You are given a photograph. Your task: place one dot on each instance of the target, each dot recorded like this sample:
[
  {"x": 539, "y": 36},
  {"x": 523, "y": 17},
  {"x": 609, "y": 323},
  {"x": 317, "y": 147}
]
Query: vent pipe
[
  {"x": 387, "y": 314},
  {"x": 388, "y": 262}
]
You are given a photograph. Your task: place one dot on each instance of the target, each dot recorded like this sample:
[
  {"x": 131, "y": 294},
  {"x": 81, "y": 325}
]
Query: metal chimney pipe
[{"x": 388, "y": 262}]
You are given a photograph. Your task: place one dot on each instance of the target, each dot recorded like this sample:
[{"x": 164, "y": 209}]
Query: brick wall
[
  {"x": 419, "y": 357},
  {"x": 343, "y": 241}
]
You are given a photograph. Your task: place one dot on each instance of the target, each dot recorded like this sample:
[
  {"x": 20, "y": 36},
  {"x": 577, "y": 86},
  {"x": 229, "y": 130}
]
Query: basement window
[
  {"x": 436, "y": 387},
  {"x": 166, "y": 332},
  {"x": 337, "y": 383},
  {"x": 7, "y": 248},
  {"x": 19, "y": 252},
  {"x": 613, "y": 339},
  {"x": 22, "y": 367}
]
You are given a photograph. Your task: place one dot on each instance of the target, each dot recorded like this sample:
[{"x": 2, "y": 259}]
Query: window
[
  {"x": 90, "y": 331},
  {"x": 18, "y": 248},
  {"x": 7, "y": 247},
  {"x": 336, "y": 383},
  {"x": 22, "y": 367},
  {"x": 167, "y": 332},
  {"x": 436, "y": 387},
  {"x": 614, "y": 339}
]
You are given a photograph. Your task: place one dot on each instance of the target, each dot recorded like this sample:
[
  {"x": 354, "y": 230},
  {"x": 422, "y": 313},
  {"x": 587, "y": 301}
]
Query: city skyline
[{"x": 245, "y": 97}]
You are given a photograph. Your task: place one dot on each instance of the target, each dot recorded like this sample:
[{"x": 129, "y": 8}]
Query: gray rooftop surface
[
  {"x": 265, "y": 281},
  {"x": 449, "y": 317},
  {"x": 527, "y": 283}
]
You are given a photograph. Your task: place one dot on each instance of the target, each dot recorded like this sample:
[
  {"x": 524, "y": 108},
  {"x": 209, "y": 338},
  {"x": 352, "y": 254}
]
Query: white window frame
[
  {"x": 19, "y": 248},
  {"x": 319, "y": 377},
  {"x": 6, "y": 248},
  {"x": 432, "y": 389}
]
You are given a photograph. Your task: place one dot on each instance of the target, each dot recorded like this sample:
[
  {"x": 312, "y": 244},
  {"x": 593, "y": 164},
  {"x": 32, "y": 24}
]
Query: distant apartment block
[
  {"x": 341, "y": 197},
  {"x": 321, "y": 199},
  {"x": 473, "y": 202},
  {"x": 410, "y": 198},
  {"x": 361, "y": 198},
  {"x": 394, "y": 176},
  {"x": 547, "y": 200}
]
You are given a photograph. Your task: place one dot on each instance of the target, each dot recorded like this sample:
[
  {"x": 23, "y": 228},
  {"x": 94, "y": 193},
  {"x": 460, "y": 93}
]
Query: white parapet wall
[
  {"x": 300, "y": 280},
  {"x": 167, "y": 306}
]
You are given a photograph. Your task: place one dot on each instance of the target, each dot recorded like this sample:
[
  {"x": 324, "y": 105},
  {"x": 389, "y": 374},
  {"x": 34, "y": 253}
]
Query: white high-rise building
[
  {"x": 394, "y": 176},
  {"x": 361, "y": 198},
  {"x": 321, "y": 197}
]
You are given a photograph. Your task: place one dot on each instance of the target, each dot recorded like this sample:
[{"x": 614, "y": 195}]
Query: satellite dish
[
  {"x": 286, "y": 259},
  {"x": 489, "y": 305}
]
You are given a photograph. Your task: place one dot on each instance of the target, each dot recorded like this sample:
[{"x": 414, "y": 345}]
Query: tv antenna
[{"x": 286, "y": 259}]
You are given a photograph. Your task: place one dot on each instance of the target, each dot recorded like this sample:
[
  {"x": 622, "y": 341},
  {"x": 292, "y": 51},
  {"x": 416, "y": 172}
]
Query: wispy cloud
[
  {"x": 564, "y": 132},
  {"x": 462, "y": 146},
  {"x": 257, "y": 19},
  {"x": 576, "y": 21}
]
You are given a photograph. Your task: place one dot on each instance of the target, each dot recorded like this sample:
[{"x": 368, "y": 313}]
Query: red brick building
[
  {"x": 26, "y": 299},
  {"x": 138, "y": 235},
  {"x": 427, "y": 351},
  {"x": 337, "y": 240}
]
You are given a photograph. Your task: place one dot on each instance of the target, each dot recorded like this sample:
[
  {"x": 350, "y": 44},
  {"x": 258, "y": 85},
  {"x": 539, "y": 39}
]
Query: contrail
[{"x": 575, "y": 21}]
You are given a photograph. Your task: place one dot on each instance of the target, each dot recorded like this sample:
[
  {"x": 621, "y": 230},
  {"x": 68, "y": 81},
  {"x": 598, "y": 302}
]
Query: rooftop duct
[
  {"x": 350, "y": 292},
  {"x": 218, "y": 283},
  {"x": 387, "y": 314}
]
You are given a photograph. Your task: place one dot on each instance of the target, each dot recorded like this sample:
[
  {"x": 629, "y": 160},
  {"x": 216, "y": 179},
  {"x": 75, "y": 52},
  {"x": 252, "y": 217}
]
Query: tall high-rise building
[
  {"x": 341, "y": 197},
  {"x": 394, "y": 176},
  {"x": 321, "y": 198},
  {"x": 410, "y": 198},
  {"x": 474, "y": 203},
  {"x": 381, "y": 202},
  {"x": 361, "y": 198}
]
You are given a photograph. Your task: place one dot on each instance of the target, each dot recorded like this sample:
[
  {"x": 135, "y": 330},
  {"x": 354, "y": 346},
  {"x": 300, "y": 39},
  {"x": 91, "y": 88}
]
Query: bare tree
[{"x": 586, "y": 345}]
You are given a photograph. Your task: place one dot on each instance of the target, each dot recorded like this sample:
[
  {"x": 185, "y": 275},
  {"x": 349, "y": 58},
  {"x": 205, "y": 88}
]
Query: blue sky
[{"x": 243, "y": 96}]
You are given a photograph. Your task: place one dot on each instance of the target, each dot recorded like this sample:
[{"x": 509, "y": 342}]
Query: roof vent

******************************

→ TASK PROMPT
Count the lines above that contain the string "pipe" and reply with that count only.

→ ANSWER FOR THIS EXERCISE
2